* _TASK INSTRUCTIONS_
Count the lines in the data below that contain the string "window", treating uppercase and lowercase as different. Reply with the number alone.

* _Point labeling dataset excerpts_
· · · · · · ·

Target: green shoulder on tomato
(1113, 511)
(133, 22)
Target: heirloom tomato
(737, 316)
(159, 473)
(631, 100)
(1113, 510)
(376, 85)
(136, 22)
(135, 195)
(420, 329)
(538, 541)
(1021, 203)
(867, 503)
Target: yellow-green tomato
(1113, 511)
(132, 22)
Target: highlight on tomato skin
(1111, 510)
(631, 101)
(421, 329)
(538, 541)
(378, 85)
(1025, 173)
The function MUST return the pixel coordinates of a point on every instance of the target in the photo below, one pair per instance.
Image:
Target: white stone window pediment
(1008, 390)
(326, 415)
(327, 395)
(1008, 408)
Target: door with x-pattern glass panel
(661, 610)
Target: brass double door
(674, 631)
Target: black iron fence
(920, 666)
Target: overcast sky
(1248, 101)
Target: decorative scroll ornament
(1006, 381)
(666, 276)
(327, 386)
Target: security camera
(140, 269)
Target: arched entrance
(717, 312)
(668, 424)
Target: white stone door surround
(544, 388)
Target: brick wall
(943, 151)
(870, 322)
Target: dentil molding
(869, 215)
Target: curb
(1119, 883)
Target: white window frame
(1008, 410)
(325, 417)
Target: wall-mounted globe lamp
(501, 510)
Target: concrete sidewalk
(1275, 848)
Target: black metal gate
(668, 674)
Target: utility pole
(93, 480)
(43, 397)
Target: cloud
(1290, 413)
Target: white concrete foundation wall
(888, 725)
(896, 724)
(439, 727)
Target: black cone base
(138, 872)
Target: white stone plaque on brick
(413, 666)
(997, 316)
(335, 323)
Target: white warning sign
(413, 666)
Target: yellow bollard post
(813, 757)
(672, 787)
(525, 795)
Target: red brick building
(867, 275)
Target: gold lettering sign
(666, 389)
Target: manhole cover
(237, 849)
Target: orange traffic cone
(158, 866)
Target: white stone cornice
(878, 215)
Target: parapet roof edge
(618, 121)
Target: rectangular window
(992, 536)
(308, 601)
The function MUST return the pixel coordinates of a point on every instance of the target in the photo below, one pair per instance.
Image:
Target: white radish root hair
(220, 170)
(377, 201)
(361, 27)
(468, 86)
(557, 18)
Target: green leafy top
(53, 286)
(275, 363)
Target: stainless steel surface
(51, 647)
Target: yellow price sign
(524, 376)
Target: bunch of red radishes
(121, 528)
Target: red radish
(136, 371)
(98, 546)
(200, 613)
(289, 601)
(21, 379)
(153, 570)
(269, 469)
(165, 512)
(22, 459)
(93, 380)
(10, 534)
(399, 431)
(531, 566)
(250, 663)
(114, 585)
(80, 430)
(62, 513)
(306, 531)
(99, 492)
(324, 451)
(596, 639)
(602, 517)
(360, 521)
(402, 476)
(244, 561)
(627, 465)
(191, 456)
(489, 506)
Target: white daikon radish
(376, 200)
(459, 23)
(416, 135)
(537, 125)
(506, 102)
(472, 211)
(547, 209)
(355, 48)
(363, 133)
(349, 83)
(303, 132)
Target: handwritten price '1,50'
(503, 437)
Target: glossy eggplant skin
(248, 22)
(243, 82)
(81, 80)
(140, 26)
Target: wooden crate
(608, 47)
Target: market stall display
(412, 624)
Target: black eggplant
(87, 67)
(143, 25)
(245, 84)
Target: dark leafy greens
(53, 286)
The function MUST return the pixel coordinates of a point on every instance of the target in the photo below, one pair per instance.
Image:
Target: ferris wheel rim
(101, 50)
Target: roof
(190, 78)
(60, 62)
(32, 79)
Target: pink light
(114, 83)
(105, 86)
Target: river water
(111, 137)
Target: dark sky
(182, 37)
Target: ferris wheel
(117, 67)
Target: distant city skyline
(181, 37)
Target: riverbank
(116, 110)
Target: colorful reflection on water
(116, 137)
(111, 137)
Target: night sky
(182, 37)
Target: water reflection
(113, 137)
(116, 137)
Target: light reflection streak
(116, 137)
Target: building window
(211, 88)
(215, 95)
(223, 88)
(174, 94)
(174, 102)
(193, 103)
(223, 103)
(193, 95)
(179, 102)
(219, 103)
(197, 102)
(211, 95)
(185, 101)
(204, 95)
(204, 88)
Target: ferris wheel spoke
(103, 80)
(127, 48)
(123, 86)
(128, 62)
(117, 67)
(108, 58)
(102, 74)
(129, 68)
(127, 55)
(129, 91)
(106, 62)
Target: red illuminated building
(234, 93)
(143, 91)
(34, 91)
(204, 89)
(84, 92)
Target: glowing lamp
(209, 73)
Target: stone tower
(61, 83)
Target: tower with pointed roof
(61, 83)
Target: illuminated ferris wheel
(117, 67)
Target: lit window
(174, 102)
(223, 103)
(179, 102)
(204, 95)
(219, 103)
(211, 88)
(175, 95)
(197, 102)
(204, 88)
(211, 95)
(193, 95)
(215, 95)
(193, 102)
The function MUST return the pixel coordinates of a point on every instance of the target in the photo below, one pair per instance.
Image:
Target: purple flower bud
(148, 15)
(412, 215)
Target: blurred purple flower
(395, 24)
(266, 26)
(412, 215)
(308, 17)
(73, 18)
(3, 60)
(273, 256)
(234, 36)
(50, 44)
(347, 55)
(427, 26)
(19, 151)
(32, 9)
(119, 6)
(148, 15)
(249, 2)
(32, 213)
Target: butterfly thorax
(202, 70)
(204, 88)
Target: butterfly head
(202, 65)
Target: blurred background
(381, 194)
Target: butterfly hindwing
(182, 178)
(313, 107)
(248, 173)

· · · · · · ·

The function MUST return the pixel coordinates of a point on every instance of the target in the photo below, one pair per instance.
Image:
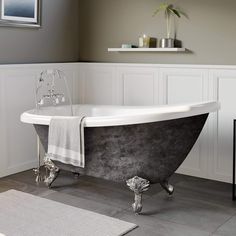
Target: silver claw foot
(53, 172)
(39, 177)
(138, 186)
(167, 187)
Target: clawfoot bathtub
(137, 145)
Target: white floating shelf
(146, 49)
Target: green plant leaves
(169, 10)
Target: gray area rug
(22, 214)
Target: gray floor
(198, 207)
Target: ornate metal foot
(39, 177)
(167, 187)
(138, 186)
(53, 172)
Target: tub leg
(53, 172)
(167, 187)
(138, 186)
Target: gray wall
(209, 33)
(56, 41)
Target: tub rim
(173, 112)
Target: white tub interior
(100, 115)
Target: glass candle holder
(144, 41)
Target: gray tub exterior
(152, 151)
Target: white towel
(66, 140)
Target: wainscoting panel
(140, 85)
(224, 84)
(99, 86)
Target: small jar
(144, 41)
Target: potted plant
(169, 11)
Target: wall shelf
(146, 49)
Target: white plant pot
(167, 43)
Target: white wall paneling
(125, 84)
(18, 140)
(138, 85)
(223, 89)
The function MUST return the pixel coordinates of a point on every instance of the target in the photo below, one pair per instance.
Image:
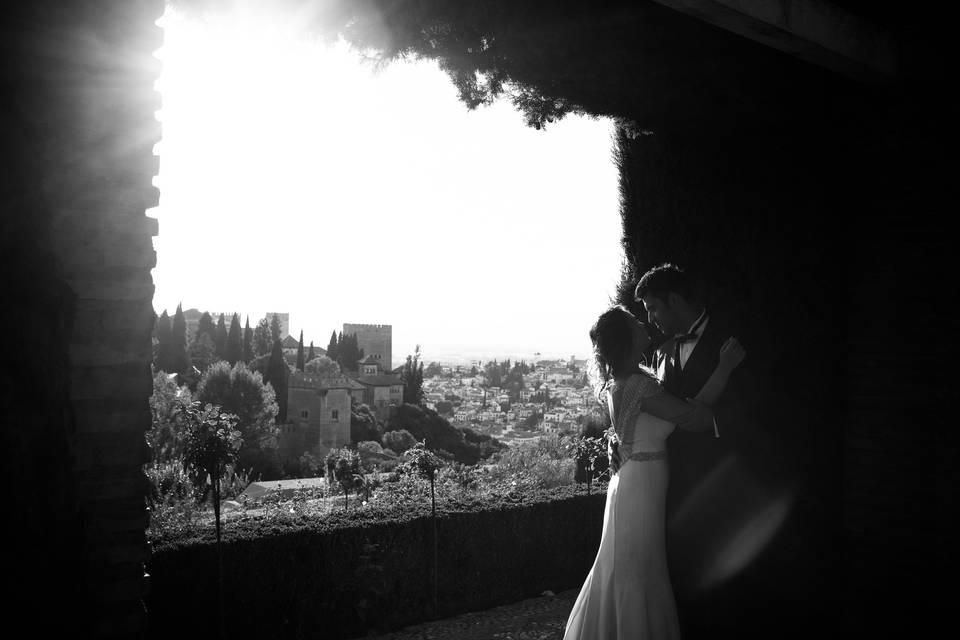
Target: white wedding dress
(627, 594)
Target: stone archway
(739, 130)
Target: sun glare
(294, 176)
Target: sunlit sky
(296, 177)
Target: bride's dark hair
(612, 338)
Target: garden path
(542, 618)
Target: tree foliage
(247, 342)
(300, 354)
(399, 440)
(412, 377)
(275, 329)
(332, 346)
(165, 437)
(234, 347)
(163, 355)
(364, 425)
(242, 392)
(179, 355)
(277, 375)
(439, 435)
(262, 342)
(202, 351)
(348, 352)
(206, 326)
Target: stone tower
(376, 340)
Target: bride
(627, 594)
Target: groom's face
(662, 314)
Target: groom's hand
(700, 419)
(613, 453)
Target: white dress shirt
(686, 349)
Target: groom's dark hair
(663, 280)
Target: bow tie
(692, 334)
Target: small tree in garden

· · · · · · ·

* _SOLUTION FOR THIS TASK_
5